給定二進位制檔案的起始地址,我們需要將它載入進當前環境中。主要參考boot/main.c的實現,先讀取ELF標頭檔案,計算每個段的偏移量並讀取它們,因為是按頁讀取的,所以需要將多餘的部分重新初始化一下。 lcr3(PADDR(e->env_pgdir));設定使用使用者的線性地址空間,此時使用核心的也可以,因為當前環境與核心的頁目錄只有一項不同。之後將環境的執行起始地址設為可執行檔案的第一條指令。然後為程式分配一個棧。

env_create:

// Allocates a new env with env_alloc, loads the named elf
// binary into it with load_icode, and sets its env_type.
// This function is ONLY called during kernel initialization,
// before running the first user-mode environment.
// The new env's parent ID is set to 0.
//
void
env_create(uint8_t *binary, enum EnvType type)
{
	// LAB 3: Your code here.
	struct Env *e = NULL;
	if(env_alloc(&e, 0) == 0)
	{
		e->env_type = type;
		load_icode(e, binary);
	}
}

給定一個二進位制檔案和一個環境型別,我們要建立並初始化好這個環境。
直接調函數即可。env_alloc的實現也在kern/env.c中。該函數將建立好的環境儲存在e中。我們直接設定環境型別並載入檔案即可。

env_run:

// Context switch from curenv to env e.
// Note: if this is the first call to env_run, curenv is NULL.
//
// This function does not return.
//
void
env_run(struct Env *e)
{
	// Step 1: If this is a context switch (a new environment is running):
	//	   1. Set the current environment (if any) back to
	//	      ENV_RUNNABLE if it is ENV_RUNNING (think about
	//	      what other states it can be in),
	//	   2. Set 'curenv' to the new environment,
	//	   3. Set its status to ENV_RUNNING,
	//	   4. Update its 'env_runs' counter,
	//	   5. Use lcr3() to switch to its address space.
	// Step 2: Use env_pop_tf() to restore the environment's
	//	   registers and drop into user mode in the
	//	   environment.

	// Hint: This function loads the new environment's state from
	//	e->env_tf.  Go back through the code you wrote above
	//	and make sure you have set the relevant parts of
	//	e->env_tf to sensible values.

	// LAB 3: Your code here.
	if (curenv != NULL && curenv->env_status == ENV_RUNNING) {
		curenv->env_status = ENV_RUNNABLE;
	}
	curenv = e;
	e->env_status = ENV_RUNNING;
	e->env_runs += 1;
	lcr3(PADDR(e->env_pgdir));
	env_pop_tf(&(e->env_tf));
	// panic("env_run not yet implemented");
}

從當前環境切換到環境e。設定當前環境和環境e的狀態,增加環境e的執行次數,更新全域性變數curenv,載入環境e的地址空間。恢復儲存的暫存器值。

env_pop_tf:

// Restores the register values in the Trapframe with the 'iret' instruction.
// This exits the kernel and starts executing some environment's code.
//
// This function does not return.
//
void
env_pop_tf(struct Trapframe *tf)

• 要做的事:
[1] 文档段落里有几个函数名单独占一行，并以冒号结尾。请把它们全部列出来。
[2] 把数据行里所有含有字符串“road”的行都找出来，原样抄下。

• 数据行:
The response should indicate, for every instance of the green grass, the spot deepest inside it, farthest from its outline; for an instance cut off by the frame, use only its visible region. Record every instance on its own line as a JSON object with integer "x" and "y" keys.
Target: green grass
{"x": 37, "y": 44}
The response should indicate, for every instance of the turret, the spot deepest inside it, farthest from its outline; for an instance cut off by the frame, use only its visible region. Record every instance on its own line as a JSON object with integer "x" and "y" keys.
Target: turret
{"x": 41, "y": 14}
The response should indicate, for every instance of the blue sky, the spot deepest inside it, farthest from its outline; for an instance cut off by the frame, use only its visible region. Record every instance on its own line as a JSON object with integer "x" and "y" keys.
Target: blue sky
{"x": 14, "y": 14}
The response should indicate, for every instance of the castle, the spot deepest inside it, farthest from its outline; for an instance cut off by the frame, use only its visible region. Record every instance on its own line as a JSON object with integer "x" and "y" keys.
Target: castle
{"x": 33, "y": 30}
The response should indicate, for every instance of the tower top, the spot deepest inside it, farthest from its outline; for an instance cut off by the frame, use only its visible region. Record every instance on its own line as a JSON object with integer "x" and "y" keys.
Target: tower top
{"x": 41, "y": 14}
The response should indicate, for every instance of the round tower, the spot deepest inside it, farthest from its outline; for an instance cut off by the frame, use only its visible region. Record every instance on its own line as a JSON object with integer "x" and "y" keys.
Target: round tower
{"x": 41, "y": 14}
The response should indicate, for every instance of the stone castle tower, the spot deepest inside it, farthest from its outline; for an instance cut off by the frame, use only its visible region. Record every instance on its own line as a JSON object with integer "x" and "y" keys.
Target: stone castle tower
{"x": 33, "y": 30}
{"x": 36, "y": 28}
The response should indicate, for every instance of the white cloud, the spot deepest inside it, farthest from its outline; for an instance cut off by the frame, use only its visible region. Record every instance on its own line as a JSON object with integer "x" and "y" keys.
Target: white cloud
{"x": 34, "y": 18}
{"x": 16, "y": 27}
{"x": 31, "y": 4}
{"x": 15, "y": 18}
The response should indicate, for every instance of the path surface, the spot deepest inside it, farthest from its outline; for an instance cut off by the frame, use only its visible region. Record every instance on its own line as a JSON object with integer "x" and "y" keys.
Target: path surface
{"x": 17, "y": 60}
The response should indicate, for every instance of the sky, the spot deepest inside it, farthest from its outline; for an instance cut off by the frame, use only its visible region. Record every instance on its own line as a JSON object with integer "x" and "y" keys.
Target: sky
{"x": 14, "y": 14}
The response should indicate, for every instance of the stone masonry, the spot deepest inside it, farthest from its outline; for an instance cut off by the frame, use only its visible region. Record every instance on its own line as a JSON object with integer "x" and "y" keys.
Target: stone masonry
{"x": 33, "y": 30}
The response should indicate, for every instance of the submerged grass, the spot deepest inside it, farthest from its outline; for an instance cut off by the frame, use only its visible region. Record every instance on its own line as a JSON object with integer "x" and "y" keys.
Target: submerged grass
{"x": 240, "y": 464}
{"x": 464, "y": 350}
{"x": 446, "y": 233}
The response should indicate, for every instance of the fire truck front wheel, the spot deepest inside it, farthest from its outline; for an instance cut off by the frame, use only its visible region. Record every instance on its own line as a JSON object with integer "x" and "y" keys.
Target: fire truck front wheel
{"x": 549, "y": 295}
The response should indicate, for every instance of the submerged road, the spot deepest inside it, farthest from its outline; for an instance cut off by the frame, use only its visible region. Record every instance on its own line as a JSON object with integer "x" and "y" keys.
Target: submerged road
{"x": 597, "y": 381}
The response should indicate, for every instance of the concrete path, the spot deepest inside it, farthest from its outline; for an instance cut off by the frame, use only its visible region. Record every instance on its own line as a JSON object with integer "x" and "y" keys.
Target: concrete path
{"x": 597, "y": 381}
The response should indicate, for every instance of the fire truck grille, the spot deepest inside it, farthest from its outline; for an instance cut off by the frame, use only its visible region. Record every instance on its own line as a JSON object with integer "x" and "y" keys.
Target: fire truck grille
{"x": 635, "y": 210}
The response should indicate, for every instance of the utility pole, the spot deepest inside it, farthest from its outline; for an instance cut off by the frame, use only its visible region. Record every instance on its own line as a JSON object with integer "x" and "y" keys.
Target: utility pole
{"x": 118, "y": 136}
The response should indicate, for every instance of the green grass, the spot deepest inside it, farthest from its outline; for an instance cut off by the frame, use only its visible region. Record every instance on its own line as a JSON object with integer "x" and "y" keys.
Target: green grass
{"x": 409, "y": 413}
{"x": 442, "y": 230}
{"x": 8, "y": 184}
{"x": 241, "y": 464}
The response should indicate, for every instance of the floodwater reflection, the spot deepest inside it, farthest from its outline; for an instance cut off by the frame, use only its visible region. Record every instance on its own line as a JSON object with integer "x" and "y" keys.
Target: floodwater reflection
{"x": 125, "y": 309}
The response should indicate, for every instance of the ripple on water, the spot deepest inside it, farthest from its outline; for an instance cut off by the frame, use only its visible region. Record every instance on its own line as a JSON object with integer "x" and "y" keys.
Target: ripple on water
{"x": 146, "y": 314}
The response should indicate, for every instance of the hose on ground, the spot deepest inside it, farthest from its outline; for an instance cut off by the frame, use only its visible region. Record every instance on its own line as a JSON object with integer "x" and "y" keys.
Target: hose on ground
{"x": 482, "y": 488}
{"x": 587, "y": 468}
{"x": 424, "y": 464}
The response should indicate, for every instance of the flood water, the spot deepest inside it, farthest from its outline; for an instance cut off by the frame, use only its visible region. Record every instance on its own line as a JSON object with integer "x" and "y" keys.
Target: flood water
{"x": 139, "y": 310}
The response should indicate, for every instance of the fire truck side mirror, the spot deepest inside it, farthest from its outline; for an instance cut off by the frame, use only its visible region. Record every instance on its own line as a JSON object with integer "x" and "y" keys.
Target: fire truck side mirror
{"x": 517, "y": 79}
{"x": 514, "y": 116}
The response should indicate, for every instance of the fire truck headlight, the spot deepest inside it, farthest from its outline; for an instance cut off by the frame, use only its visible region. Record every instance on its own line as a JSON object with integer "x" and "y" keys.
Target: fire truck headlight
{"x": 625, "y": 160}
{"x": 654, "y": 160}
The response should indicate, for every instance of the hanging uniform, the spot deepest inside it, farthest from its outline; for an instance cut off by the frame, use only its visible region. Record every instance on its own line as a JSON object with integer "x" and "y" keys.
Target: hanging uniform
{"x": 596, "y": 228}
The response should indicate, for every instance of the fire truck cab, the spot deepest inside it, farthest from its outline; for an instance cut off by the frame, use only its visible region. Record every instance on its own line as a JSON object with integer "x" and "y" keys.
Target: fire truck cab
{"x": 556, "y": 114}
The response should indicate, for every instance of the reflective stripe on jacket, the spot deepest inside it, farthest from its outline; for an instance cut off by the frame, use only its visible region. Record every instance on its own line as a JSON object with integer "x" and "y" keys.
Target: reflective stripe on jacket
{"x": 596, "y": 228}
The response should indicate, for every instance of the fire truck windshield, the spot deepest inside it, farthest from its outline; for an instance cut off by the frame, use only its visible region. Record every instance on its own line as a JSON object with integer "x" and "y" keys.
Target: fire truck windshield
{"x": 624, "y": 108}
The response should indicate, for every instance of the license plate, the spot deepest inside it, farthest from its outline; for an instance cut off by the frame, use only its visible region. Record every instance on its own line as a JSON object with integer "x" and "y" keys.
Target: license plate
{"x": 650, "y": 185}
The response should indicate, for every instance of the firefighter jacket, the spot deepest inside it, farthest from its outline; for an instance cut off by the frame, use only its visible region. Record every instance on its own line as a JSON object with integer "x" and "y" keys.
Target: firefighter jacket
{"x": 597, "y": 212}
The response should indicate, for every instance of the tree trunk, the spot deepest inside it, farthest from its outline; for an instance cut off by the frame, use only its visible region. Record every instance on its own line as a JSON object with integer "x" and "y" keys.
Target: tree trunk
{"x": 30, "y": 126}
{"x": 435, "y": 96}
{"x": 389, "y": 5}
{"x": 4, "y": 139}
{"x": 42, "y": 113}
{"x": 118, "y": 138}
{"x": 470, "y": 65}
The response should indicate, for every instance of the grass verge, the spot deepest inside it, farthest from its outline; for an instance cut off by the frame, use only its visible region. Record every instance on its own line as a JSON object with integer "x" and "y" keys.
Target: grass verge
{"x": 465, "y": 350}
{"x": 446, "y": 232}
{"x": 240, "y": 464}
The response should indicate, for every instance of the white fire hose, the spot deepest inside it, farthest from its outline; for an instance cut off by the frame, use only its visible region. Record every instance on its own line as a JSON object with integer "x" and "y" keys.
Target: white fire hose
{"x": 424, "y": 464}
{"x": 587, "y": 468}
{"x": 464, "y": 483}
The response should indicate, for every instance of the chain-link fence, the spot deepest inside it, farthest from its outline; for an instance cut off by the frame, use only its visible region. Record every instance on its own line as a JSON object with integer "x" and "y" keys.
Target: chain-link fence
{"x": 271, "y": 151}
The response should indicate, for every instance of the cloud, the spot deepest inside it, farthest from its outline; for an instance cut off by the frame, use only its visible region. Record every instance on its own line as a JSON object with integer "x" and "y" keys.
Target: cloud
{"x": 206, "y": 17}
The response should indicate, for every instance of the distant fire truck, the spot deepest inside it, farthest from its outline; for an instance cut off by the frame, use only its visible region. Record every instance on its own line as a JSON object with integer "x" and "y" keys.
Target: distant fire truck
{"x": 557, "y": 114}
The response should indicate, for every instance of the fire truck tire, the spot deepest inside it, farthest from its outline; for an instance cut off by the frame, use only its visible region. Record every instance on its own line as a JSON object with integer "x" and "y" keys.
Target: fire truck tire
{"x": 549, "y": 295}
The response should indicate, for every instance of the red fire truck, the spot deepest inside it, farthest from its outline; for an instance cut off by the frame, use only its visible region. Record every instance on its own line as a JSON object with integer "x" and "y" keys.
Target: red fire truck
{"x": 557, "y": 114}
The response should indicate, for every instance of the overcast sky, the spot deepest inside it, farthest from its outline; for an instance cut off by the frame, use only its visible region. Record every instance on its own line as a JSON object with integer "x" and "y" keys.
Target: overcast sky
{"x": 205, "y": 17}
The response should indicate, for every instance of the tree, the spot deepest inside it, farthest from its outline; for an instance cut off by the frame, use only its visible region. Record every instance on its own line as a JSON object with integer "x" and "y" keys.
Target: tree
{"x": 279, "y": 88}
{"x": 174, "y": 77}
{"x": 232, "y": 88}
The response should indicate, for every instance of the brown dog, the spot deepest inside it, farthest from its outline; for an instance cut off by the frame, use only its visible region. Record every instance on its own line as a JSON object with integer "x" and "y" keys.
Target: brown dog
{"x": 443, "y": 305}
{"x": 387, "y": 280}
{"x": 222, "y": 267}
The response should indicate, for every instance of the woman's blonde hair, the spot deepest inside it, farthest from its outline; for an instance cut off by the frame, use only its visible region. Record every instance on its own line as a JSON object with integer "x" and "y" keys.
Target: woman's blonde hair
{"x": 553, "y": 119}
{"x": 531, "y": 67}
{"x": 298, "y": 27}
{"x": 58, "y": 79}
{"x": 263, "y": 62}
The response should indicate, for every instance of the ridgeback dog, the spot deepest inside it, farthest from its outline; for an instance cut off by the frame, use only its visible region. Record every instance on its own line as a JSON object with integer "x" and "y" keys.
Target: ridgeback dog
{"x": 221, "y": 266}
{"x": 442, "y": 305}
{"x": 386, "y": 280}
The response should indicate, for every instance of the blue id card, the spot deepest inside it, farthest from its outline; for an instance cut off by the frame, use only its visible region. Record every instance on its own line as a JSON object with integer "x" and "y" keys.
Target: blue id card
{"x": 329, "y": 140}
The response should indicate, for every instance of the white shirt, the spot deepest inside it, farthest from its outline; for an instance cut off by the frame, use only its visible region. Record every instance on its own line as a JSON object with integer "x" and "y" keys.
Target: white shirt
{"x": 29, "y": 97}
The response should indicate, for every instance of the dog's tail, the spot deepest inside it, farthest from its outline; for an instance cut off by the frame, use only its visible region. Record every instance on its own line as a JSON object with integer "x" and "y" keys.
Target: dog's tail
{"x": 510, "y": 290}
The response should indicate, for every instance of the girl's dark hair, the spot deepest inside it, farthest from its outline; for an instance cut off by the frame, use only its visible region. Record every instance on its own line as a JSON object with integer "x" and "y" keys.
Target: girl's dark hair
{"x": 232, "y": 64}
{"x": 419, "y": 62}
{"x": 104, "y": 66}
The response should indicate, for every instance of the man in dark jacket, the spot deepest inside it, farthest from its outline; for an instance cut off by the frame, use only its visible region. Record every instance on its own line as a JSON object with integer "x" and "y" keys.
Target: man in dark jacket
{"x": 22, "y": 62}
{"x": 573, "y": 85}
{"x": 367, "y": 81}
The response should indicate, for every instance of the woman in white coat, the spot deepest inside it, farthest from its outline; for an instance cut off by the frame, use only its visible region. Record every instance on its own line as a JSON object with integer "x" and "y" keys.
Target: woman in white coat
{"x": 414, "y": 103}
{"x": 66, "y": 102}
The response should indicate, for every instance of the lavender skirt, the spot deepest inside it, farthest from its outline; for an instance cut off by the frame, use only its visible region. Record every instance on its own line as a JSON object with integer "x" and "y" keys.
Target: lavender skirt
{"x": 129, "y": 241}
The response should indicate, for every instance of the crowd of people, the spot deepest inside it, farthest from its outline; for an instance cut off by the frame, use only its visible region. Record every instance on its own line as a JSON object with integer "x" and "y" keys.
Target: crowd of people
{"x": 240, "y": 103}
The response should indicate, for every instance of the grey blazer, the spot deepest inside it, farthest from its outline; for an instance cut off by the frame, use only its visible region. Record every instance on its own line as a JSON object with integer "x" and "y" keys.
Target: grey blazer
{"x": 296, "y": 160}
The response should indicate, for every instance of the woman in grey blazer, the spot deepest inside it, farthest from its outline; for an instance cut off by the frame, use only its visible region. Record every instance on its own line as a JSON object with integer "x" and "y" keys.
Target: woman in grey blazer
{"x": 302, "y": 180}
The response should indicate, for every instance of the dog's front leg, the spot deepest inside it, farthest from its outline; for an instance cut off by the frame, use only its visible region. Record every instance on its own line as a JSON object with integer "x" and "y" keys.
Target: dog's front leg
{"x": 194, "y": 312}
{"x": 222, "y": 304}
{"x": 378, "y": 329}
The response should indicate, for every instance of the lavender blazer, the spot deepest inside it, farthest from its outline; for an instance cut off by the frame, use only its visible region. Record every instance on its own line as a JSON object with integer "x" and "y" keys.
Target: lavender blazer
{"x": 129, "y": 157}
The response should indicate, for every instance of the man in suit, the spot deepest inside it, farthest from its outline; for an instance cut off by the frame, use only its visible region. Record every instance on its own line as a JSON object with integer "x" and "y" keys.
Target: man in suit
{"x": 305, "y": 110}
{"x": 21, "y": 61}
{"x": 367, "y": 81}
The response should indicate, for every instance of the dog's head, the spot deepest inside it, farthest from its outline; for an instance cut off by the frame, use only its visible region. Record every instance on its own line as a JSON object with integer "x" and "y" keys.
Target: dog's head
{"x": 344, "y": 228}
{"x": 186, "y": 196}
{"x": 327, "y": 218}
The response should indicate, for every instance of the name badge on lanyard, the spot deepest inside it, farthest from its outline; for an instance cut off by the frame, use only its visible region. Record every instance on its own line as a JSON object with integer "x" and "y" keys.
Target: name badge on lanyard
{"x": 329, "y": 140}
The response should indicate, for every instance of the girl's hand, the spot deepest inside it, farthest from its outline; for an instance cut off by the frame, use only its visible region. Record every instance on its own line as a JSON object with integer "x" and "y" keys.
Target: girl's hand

• 回答如下:
[1] env_create、env_run、env_pop_tf

[2]
The response should indicate, for every instance of the submerged road, the spot deepest inside it, farthest from its outline; for an instance cut off by the frame, use only its visible region. Record every instance on its own line as a JSON object with integer "x" and "y" keys.
Target: submerged road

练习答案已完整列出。